Written instruction: How many lines of the entries below contain the string "woman"? Case counts, and reply with the number only.

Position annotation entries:
-*-
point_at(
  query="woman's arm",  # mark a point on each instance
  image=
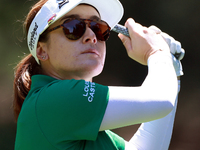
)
(155, 134)
(153, 100)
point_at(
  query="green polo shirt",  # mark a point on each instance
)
(64, 115)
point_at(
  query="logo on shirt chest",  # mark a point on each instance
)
(89, 90)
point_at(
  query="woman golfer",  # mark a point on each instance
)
(57, 105)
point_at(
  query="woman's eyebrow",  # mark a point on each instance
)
(70, 16)
(77, 16)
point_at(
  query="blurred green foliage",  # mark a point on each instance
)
(179, 18)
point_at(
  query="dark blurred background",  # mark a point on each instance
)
(179, 18)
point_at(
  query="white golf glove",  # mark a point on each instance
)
(175, 48)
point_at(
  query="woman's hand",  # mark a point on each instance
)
(143, 42)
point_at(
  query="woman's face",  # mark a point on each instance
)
(68, 59)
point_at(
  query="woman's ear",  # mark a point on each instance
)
(41, 51)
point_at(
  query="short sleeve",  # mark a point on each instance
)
(70, 110)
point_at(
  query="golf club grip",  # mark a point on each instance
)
(121, 29)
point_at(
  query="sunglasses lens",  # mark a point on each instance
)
(74, 29)
(101, 29)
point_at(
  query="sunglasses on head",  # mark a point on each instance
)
(74, 28)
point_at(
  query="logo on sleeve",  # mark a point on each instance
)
(89, 90)
(61, 3)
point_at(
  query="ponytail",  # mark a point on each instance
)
(22, 82)
(27, 66)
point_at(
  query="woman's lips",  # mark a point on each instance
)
(91, 51)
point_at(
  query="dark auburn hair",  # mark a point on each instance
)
(27, 67)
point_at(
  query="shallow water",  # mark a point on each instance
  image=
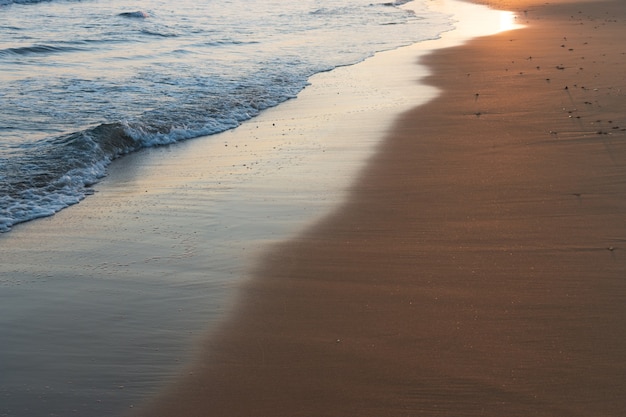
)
(104, 306)
(84, 82)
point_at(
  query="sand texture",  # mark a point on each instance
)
(479, 266)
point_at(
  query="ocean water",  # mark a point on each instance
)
(85, 82)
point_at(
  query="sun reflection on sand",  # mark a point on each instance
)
(508, 21)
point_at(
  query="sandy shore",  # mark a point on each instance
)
(103, 303)
(478, 266)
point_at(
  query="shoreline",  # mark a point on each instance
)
(477, 267)
(113, 294)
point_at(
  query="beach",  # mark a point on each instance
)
(461, 251)
(477, 268)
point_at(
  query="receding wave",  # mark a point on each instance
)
(42, 178)
(37, 49)
(7, 2)
(139, 14)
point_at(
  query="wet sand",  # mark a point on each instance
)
(478, 267)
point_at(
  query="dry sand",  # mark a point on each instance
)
(479, 266)
(102, 303)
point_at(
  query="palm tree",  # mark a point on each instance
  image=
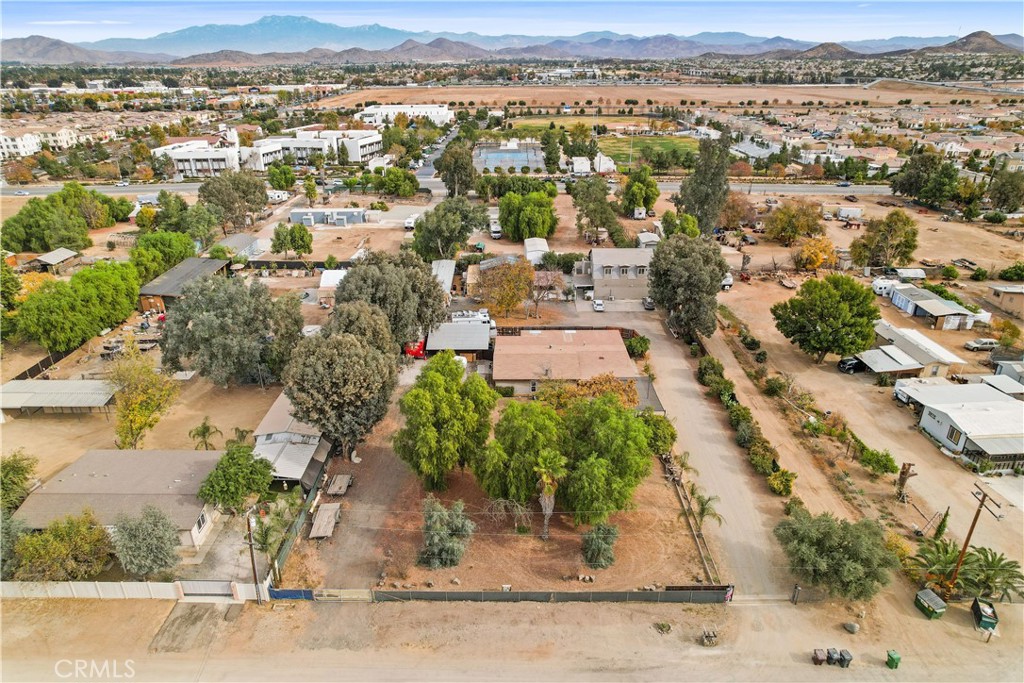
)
(704, 508)
(992, 575)
(241, 437)
(204, 433)
(551, 469)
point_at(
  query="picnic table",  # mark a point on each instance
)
(325, 520)
(339, 484)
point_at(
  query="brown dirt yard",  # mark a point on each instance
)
(889, 93)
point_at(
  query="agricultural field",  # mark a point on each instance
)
(619, 147)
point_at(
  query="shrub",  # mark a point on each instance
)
(637, 347)
(745, 433)
(739, 414)
(709, 369)
(880, 462)
(780, 482)
(774, 386)
(1014, 273)
(598, 546)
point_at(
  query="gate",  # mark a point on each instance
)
(195, 589)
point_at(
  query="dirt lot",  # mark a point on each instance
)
(889, 93)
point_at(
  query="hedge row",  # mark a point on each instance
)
(760, 452)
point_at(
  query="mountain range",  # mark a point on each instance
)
(287, 37)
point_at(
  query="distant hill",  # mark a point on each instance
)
(979, 42)
(40, 49)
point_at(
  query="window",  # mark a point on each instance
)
(953, 435)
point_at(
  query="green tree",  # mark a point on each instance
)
(832, 315)
(402, 286)
(364, 321)
(203, 434)
(1007, 190)
(223, 329)
(792, 221)
(456, 169)
(531, 215)
(849, 560)
(608, 451)
(238, 476)
(142, 395)
(146, 544)
(441, 422)
(640, 190)
(598, 546)
(341, 384)
(75, 548)
(888, 242)
(16, 472)
(445, 534)
(508, 469)
(685, 279)
(237, 195)
(704, 193)
(440, 232)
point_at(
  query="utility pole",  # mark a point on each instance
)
(983, 498)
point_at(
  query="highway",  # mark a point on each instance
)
(424, 175)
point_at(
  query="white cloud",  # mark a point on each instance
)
(80, 23)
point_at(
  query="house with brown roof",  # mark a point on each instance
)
(523, 361)
(116, 482)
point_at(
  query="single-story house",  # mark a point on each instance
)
(329, 286)
(1009, 298)
(29, 396)
(523, 361)
(905, 352)
(55, 261)
(241, 244)
(328, 216)
(296, 450)
(159, 293)
(115, 482)
(535, 249)
(978, 430)
(941, 313)
(443, 270)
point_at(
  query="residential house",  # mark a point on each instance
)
(297, 451)
(1009, 298)
(614, 273)
(158, 294)
(122, 482)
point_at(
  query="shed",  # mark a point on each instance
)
(55, 395)
(163, 290)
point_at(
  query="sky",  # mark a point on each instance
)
(804, 19)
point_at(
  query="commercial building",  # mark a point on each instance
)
(378, 115)
(122, 482)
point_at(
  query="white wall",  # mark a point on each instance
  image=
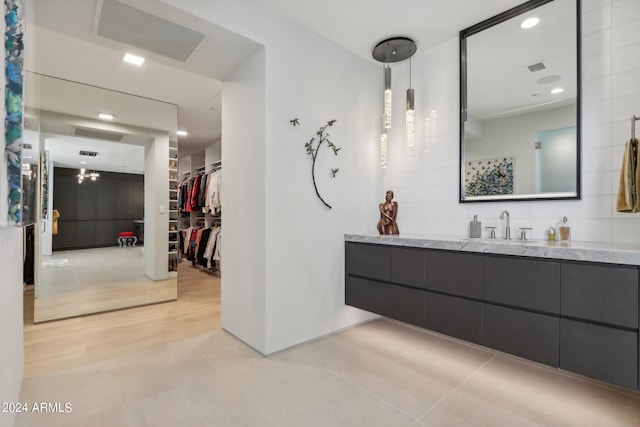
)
(243, 198)
(291, 287)
(11, 339)
(156, 208)
(426, 180)
(515, 136)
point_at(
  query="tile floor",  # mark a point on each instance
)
(91, 268)
(97, 280)
(381, 373)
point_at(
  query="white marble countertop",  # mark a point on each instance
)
(613, 253)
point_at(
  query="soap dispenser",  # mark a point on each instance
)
(475, 228)
(564, 229)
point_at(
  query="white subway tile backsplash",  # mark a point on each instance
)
(621, 131)
(596, 66)
(596, 43)
(596, 113)
(427, 180)
(624, 10)
(625, 34)
(596, 183)
(596, 159)
(597, 89)
(626, 82)
(596, 19)
(624, 107)
(626, 58)
(589, 5)
(596, 136)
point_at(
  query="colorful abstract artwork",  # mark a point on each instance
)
(14, 59)
(489, 177)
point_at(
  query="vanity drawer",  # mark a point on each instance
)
(454, 273)
(457, 317)
(407, 266)
(601, 293)
(528, 283)
(608, 354)
(397, 302)
(530, 335)
(372, 261)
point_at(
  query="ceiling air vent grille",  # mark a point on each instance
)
(134, 27)
(538, 66)
(98, 134)
(88, 153)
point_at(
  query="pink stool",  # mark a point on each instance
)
(127, 238)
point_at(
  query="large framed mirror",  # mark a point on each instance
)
(520, 104)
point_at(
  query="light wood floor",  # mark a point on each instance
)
(54, 346)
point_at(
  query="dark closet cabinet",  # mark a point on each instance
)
(94, 212)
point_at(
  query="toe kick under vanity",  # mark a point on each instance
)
(573, 306)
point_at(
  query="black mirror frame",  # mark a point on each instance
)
(474, 29)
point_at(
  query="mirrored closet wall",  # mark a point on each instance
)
(107, 202)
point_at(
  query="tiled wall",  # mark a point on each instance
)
(425, 180)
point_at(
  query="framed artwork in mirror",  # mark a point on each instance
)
(520, 103)
(11, 169)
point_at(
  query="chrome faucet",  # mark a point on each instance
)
(507, 228)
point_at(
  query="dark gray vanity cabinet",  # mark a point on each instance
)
(370, 261)
(579, 316)
(453, 306)
(369, 284)
(453, 316)
(530, 335)
(397, 302)
(599, 329)
(528, 283)
(600, 352)
(600, 293)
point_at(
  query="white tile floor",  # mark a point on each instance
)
(378, 374)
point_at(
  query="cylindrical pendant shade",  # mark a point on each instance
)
(387, 98)
(411, 127)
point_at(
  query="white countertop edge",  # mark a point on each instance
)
(611, 253)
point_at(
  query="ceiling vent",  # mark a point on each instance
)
(98, 134)
(538, 66)
(136, 28)
(88, 153)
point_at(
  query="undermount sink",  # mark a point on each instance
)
(499, 241)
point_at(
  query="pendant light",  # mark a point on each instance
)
(384, 143)
(388, 51)
(387, 97)
(410, 117)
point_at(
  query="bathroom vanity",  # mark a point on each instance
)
(572, 306)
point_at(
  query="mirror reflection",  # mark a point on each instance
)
(102, 235)
(520, 104)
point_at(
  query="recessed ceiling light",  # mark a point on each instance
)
(133, 59)
(529, 22)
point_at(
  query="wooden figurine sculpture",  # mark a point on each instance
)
(388, 214)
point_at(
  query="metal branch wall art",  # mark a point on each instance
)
(313, 147)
-*-
Answer to this task: 7